TASK REQUIREMENTS:
1 > Please return the ranked reviews of Stine's books word for word, everything from "21. The Scarecrow" down to "build-ups of suspense.".
2 > Resume the ranked reviews of Stine's books, starting right after their last sentence.

EXCERPT TO READ:
21. The Scarecrow Walks At Midnight (#20)


This one is genuinely nightmare-inducing, and often. Cornfields that tower over the kids, and gruesome scarecrow silhouettes. I had flashbacks to the filmed adaptation of Steven King’s The Stand – the cornfield dreams. There is a sequence in a barn that I imagine would make a terrific set piece in a filmed adaptation. Jodie and her brother Mark visit their grandparents farm, and find that they aren’t as hospitable as usual and there is a strange morose atmosphere. Could it have something to do with their mentally-challenged farmhand Stanley, who is convinced that he has unleashed a curse on the farm by bringing their scarecrows to life? Doesn’t quite stick the landing, but amongst Stine’s strongest build-ups of suspense.

20. The Barking Ghost (#32)


Speaking of nightmare-inducing, this did it. May be the scariest book in the series – and definitely gave me nightmares as a kid. I remember. I believed there was something lurking right outside my window at night, and if I investigated I would see the glowing red eyes described in this story. On re-read it actually shocked me how full-on it is, especially if you possess a phobia of aggressive dogs (or animals) invading the sanctuary of the family home. The experience of seeing two dogs walk into your kitchen, and knowing you’re the only one able to see them, is a very eerie piece of imagination. This again features a kid being gleefully terrorised by a sibling – pranks that call for extreme patience and sick sense of motivation – but here they also have to contend with these stalking dogs. They are, in fact, humans trapped in dog bodies attempting to lure him into the woods so that they can switch places. Has a heartbreaking sense of dislocation from family – even if they scare you, or don’t believe you, they are the most important to your sense of humanity.

19. Night of the Living Dummy II (#31)


Has an uncanny resemblance to the first one, but does enough differently to stand successfully on its own. But, why mess with a formula that worked? With 23 novels separating the two, Stine established anticipation for the return of Slappy. Another wannabe ventriloquist, Amy, comes into the possession of the mischievous dummy on her birthday, all-but given away at a pawn shop to her father. She is again invited to perform at a young child’s birthday party – with predictably disastrous results – but Slappy’s menace is predominantly focused on disrupting the harmony of the family. Who hasn’t woken up in the middle of the night imagining something creeping out of their wardrobe? Also has a touching sisterhood subplot – there’s quite a conflict between Amy and her perfect A-grade student sister Sara, as Slappy’s sinister defiling of Sara’s room leads to finger-pointing at Amy.

SUPPLIED MATERIAL:
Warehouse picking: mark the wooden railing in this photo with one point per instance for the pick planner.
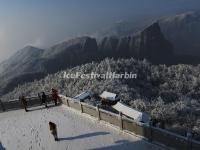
(152, 134)
(16, 103)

RESPONSES IN ORDER:
1 >
21. The Scarecrow Walks At Midnight (#20)


This one is genuinely nightmare-inducing, and often. Cornfields that tower over the kids, and gruesome scarecrow silhouettes. I had flashbacks to the filmed adaptation of Steven King’s The Stand – the cornfield dreams. There is a sequence in a barn that I imagine would make a terrific set piece in a filmed adaptation. Jodie and her brother Mark visit their grandparents farm, and find that they aren’t as hospitable as usual and there is a strange morose atmosphere. Could it have something to do with their mentally-challenged farmhand Stanley, who is convinced that he has unleashed a curse on the farm by bringing their scarecrows to life? Doesn’t quite stick the landing, but amongst Stine’s strongest build-ups of suspense.

2 >
18. The Girl Who Cried Monster (#8)


Surely no one saw this ending coming. The first twist ending in the series, and a very solid early entry. Remember ‘that’ teacher with the unusual traits (be honest, it was often the librarian) and wondered what their life is like outside of school hours? What if you found out, and it was so out-there that no-one believed you? This is the premise here. During the summer holidays Lucy is participating in the local library’s reading program, in-between trying to find new and inventive ways to scare her younger brother with stories of monsters. When she spies the librarian transforming into a foul fly-eating creature after hours, everyone thinks it is just one of her stories. Cue her attempts to prove it by hiding out in the library. Has some tense stretches and works in a potent lesson about the double-edged sword of fib-telling.

17. The Cuckoo Clock of Doom (#28)


After what you emotionally credit as the worst day of your life – whether it is being part of an embarrassing prank, losing someone you love or having your birthday party destroyed  by your bratty younger sibling – don’t you wish you could turn back the clock and re-live it? Change it for the better? In this nifty time-travel based entry, 12-year-old Michael is instructed not to touch his family’s new antique cuckoo clock, but in an attempt to get aforementioned devil-sibling in trouble he messes with it – and finds himself transported into the past, and living through several embarrassing days of his childhood over again. But, now that he is trapped in a time before the cuckoo clock was in his family home, how does he get back to the present? The ending is quite disappointing, because this has such a great idea and raises worrisome stakes, before completely defying reality in its neat, late closure.

16. A Shocker on Shock Street (#35)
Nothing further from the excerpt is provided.